REQUEST
Copy out everything from the start of the listing down to the line containing "[998,156,1196,332]", both ends included and no line left out, shifting each bounding-box coordinate in the answers by adding -86 to it.

===

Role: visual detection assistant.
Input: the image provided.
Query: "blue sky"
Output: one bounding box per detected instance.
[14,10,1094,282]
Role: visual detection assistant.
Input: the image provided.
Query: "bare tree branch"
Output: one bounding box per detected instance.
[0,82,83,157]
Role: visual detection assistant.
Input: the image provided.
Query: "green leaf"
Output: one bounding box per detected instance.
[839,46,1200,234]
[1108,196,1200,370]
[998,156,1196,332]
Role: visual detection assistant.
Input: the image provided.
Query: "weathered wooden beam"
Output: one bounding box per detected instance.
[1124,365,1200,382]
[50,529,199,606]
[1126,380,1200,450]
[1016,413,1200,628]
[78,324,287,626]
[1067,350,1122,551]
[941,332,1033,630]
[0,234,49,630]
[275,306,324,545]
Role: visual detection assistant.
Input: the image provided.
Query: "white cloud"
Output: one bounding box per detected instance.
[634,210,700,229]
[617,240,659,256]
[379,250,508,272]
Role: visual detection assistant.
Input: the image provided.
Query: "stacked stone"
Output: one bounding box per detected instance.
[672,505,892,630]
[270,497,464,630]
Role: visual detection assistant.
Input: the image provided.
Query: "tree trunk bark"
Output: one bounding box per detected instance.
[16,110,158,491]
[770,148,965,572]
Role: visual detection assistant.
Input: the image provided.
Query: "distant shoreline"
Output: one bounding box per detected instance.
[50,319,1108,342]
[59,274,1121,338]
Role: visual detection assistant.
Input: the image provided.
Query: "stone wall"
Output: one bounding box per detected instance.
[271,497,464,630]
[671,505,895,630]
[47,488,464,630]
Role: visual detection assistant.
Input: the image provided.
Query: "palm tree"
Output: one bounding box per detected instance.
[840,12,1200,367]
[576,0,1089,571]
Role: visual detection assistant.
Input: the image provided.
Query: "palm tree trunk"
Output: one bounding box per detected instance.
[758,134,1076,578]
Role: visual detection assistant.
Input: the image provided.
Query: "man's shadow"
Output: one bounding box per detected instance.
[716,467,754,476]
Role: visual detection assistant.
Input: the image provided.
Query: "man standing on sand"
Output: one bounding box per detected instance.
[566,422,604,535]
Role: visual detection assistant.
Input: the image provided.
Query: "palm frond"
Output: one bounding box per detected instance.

===

SOLUTION
Role: visual detection assistant.
Input: the image provided.
Query: "blue sky"
Output: one bounding box per detected instance.
[-72,-76,1008,196]
Role: visual detection assistant.
Input: the image provided.
Query: "bare tree branch"
Output: one bounding box per detected instance.
[-86,-4,-3,71]
Role: visual detection assistant.
Input: the image provided.
Query: "green leaf"
Output: one bounding box per detected instance.
[753,-40,1114,148]
[1022,110,1114,284]
[912,70,1110,246]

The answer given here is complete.